▶ **What the exercise asks**: Ignoring the pictures, copy the data exactly.

*** Source data ***

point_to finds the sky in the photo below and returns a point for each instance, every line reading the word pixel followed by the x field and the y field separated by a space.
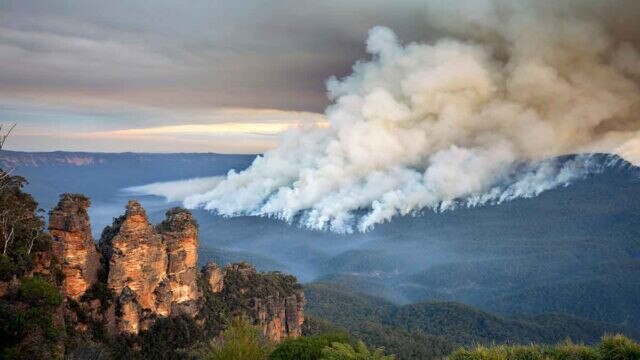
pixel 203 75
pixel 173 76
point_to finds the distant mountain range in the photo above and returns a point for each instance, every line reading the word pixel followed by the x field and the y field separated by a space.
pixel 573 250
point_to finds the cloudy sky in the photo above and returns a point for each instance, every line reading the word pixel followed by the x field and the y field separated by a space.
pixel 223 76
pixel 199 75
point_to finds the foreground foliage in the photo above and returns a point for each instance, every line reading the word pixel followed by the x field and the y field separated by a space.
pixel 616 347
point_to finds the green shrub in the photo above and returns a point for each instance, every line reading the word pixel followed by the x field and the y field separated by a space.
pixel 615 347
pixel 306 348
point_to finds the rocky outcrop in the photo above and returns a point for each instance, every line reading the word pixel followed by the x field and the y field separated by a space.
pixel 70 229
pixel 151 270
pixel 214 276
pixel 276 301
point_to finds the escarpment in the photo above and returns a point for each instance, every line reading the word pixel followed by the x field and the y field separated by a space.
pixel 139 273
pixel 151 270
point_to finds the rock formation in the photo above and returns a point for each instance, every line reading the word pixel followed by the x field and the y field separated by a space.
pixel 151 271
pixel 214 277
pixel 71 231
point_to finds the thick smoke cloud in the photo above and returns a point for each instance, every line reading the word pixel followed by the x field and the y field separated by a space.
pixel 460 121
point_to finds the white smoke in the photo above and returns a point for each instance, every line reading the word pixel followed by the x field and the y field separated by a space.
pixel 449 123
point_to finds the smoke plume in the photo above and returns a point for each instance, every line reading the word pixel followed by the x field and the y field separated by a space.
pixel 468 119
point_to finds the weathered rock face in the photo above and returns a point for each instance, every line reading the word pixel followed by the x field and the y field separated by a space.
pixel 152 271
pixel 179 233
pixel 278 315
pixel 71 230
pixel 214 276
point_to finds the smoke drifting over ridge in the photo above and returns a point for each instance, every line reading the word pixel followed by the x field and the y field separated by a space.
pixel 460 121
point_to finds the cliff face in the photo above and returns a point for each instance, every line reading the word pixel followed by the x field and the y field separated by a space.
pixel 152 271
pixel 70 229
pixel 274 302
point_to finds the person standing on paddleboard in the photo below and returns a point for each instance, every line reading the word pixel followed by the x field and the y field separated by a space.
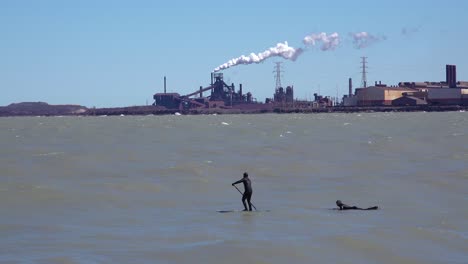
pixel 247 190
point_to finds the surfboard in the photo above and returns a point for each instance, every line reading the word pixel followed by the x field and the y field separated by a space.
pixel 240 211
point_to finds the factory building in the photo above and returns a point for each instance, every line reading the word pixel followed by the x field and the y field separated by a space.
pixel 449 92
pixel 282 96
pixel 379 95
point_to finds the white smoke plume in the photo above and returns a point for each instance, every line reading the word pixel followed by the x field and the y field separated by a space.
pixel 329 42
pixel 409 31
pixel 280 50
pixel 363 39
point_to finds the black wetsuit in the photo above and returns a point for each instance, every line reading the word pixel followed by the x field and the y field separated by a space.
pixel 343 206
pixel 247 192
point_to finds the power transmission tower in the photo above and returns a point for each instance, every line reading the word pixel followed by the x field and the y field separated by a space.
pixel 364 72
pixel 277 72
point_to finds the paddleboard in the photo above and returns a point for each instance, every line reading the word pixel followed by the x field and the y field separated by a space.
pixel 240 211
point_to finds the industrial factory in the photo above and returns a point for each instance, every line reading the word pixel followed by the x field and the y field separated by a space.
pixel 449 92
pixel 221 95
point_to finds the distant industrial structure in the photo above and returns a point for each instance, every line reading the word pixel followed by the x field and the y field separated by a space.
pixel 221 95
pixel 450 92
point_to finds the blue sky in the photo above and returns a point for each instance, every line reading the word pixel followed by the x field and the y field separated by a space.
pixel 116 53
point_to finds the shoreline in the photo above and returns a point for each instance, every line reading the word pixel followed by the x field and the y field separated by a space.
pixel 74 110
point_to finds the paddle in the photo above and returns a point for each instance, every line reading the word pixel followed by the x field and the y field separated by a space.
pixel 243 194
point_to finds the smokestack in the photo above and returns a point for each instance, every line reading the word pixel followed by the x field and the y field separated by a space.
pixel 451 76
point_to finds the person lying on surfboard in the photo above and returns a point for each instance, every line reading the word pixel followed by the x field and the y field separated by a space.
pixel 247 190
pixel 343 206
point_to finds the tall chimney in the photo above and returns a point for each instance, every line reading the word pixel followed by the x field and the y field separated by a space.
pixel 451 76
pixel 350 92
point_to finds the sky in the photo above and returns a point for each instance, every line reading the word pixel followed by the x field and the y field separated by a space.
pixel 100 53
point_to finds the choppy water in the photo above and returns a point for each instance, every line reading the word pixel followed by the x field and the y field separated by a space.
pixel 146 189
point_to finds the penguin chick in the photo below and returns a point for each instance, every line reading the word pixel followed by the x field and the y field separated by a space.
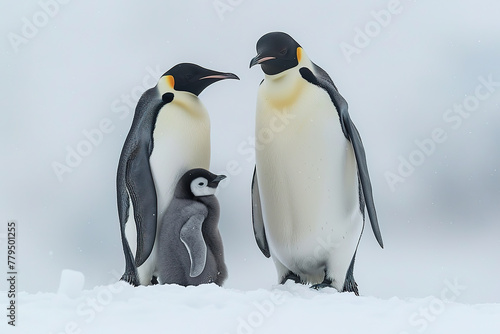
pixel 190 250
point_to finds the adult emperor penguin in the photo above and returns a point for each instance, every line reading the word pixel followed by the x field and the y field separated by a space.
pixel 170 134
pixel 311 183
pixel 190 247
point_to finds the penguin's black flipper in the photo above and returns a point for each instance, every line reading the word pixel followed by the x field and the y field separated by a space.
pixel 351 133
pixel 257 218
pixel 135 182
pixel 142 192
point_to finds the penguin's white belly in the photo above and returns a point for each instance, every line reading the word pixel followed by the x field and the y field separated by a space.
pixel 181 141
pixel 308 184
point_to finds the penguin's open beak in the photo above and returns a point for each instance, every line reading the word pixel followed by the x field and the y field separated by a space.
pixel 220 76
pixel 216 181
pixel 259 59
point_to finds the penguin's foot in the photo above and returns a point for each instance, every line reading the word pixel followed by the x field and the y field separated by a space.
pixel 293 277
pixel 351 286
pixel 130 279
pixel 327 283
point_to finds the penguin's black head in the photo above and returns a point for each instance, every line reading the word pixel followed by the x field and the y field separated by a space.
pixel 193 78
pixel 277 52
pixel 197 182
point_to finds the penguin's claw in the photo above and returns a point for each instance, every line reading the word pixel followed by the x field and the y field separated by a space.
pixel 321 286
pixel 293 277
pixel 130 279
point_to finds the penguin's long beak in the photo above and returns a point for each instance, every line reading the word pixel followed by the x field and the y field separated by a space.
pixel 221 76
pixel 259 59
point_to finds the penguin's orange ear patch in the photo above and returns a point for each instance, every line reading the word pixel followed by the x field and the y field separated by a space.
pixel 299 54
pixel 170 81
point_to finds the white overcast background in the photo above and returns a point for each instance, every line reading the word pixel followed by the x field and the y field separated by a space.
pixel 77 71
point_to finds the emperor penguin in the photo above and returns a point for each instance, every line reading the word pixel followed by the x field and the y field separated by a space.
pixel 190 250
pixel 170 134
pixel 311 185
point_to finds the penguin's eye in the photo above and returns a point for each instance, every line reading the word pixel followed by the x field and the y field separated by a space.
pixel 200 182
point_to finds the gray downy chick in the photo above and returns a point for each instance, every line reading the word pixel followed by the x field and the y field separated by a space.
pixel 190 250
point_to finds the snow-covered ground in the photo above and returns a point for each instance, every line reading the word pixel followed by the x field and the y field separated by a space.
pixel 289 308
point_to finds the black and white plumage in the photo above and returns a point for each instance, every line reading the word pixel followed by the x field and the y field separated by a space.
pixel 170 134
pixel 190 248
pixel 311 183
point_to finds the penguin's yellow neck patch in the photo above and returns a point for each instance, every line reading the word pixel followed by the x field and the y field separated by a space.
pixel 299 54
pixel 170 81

*** End of Source data ***

▶ **Solution below**:
point_to finds the sky in the photo below and returns a point for each instance, every line reading the word pixel followed by the x field and the y field separated by a space.
pixel 203 75
pixel 173 76
point_to finds the distant mountain range in the photo above and returns a point for each instance, every line reading the word pixel followed by the x field and the y field separated by a space.
pixel 573 250
point_to finds the cloudy sky in the photo above and returns a point for each instance, every line reading the word pixel followed by the x field and the y field separated by a space.
pixel 223 76
pixel 199 75
point_to finds the foreground foliage in the photo above and returns a point for each instance, every line reading the word pixel followed by the x field and the y field separated by a space.
pixel 616 347
point_to finds the green shrub in the photo above and returns a point for each instance, every line reading the word pixel followed by the x field and the y field separated by a space.
pixel 615 347
pixel 306 348
point_to finds the rocky outcrop in the photo above and returns a point for each instance, every line reading the word pixel followed by the x field and the y field separated by a space.
pixel 70 229
pixel 151 270
pixel 214 276
pixel 276 301
point_to finds the escarpment in the photo above and returns a point for each instance, every line reading the word pixel followed by the x field and the y field separated by a space.
pixel 139 273
pixel 151 270
point_to finds the rock formation in the photo above and returns a point for each instance, every line reading the word pixel followed by the x field and the y field separated by a space.
pixel 151 271
pixel 214 277
pixel 71 231
point_to finds the thick smoke cloud in the photo above and returns a point for each instance, every line reading the word pixel followed by the x field and the y field separated by a space.
pixel 460 121
point_to finds the white smoke in the photo above and returns a point for each instance, every line reading the word pixel followed by the x field and the y field separated by a space.
pixel 449 123
point_to finds the smoke plume in the photo above and returns a point for each instance, every line reading the word pixel followed by the x field and the y field separated by a space.
pixel 468 119
point_to finds the weathered rock face in the photo above and returns a point for each instance, every line reading the word pixel followed by the x field and the y field separated by a space.
pixel 152 271
pixel 179 233
pixel 278 315
pixel 71 230
pixel 214 276
point_to finds the smoke drifting over ridge in the photo above and returns a point for each instance, every line reading the word pixel followed by the x field and the y field separated by a space.
pixel 460 121
point_to finds the cliff face in the photo above and returns a point for each instance, every line reading the word pixel followed by the x field and the y field separated by a space.
pixel 152 271
pixel 70 229
pixel 274 302
point_to finds the person standing on paddleboard in the photo below and returns a point for each instance, every line reading the word pixel followed by the x field and the y field separated by a space.
pixel 247 190
point_to finds the surfboard in the photo above and returns a point for each instance, every line reading the word pixel followed by the x field and the y field separated by a space.
pixel 240 211
point_to finds the factory building in the photo above and returns a point for each instance, every line reading the word pixel followed by the x field and the y field separated by a space.
pixel 449 92
pixel 282 96
pixel 379 95
point_to finds the white smoke plume in the photo above and returns a point for each instance, every line reading the word pixel followed by the x field and the y field separated by a space.
pixel 329 42
pixel 409 31
pixel 280 50
pixel 363 39
point_to finds the black wetsuit in the photo above and returns a point for each instance, every line reading the word pixel followed by the x field and the y field separated by a space.
pixel 343 206
pixel 247 192
point_to finds the power transmission tower in the photo above and returns a point for each instance, every line reading the word pixel followed by the x field and the y field separated by a space.
pixel 364 72
pixel 277 72
point_to finds the paddleboard in the photo above and returns a point for each instance, every line reading the word pixel followed by the x field and the y field separated by a space.
pixel 240 211
point_to finds the industrial factory in the photo above and returns a point for each instance, every line reading the word pixel followed by the x field and the y field separated by a space.
pixel 449 92
pixel 221 95
point_to finds the distant industrial structure in the photo above and returns a point for each instance, every line reading the word pixel followed by the x field and the y field separated by a space.
pixel 221 95
pixel 450 92
point_to finds the blue sky in the photo above and returns a point for each instance, every line reading the word pixel followed by the x field and the y field separated by a space.
pixel 116 53
point_to finds the shoreline in the photo above and returns a point for each instance, every line reading the word pixel followed by the x field and the y field separated by a space.
pixel 74 110
point_to finds the paddle in the photo above and returns a point for each instance, every line reading the word pixel followed by the x field and the y field separated by a space.
pixel 243 194
point_to finds the smokestack in the photo above and returns a point for each instance, every line reading the word pixel followed by the x field and the y field separated by a space.
pixel 451 76
point_to finds the person lying on surfboard in the photo above and returns a point for each instance, every line reading the word pixel followed by the x field and the y field separated by a space.
pixel 247 190
pixel 343 206
point_to finds the tall chimney in the photo above and returns a point for each instance, every line reading the word pixel followed by the x field and the y field separated by a space.
pixel 451 76
pixel 350 92
point_to finds the sky in the photo above and returns a point for each instance, every line reading the word pixel followed by the x field and the y field separated by a space.
pixel 100 53
point_to finds the choppy water in the photo above and returns a point for each instance, every line reading the word pixel followed by the x field and the y field separated by a space.
pixel 146 189
point_to finds the penguin chick in the photo below and returns a point for each instance, every line reading the word pixel followed by the x field and the y field separated by a space.
pixel 190 250
point_to finds the adult emperor penguin in the photo above and returns a point for each instance, every line reading the word pixel followed by the x field and the y field separated by a space.
pixel 170 134
pixel 311 183
pixel 190 247
point_to finds the penguin's black flipper in the photo above and returns a point for each instance, every line reading the word pixel followed by the x field and the y field separated by a space.
pixel 351 133
pixel 257 218
pixel 135 182
pixel 142 192
point_to finds the penguin's white belly in the photo above and returns a point for each instance, every line reading the word pixel followed by the x field and the y field separated by a space.
pixel 181 141
pixel 308 184
point_to finds the penguin's open beak in the photo above and returns a point for each instance, every line reading the word pixel followed by the x field and the y field separated by a space.
pixel 220 76
pixel 216 181
pixel 259 59
point_to finds the penguin's foot in the photo above and returns a point for each instance, every line reading the word pixel followed by the x field and the y field separated by a space.
pixel 293 277
pixel 351 286
pixel 130 279
pixel 327 283
point_to finds the penguin's black head in the photo above and returns a point for each instance, every line reading the word pixel followed by the x field and the y field separated by a space.
pixel 193 78
pixel 277 52
pixel 197 182
point_to finds the penguin's claw in the photo above and returns a point for each instance, every line reading the word pixel followed by the x field and the y field separated by a space.
pixel 321 286
pixel 293 277
pixel 130 279
point_to finds the penguin's long beak in the photo above and returns a point for each instance, every line reading the word pixel followed by the x field and the y field separated by a space.
pixel 221 76
pixel 259 59
point_to finds the penguin's orange ear patch in the photo above and returns a point for each instance, every line reading the word pixel followed by the x field and the y field separated by a space.
pixel 299 54
pixel 170 81
point_to finds the white overcast background in the photo above and returns a point for each instance, every line reading the word pixel followed by the x field and the y field separated by a space.
pixel 77 71
point_to finds the emperor penguin in the photo above and returns a point for each instance, every line reading the word pixel followed by the x field and the y field separated by a space.
pixel 190 250
pixel 170 134
pixel 311 185
point_to finds the penguin's eye in the photo above and returns a point for each instance, every line reading the word pixel followed by the x field and the y field separated by a space.
pixel 200 182
point_to finds the gray downy chick in the photo above and returns a point for each instance, every line reading the word pixel followed by the x field and the y field separated by a space.
pixel 190 250
point_to finds the snow-covered ground in the photo above and returns a point for each instance, every line reading the word pixel followed by the x field and the y field separated by a space.
pixel 289 308
point_to finds the black and white plumage in the photo above and returns a point for each instance, every line reading the word pixel followed by the x field and the y field separated by a space.
pixel 170 134
pixel 190 248
pixel 311 183
point_to finds the penguin's yellow neck patch in the photo above and returns a point for each instance, every line reading the word pixel followed by the x field and the y field separated by a space.
pixel 299 54
pixel 170 81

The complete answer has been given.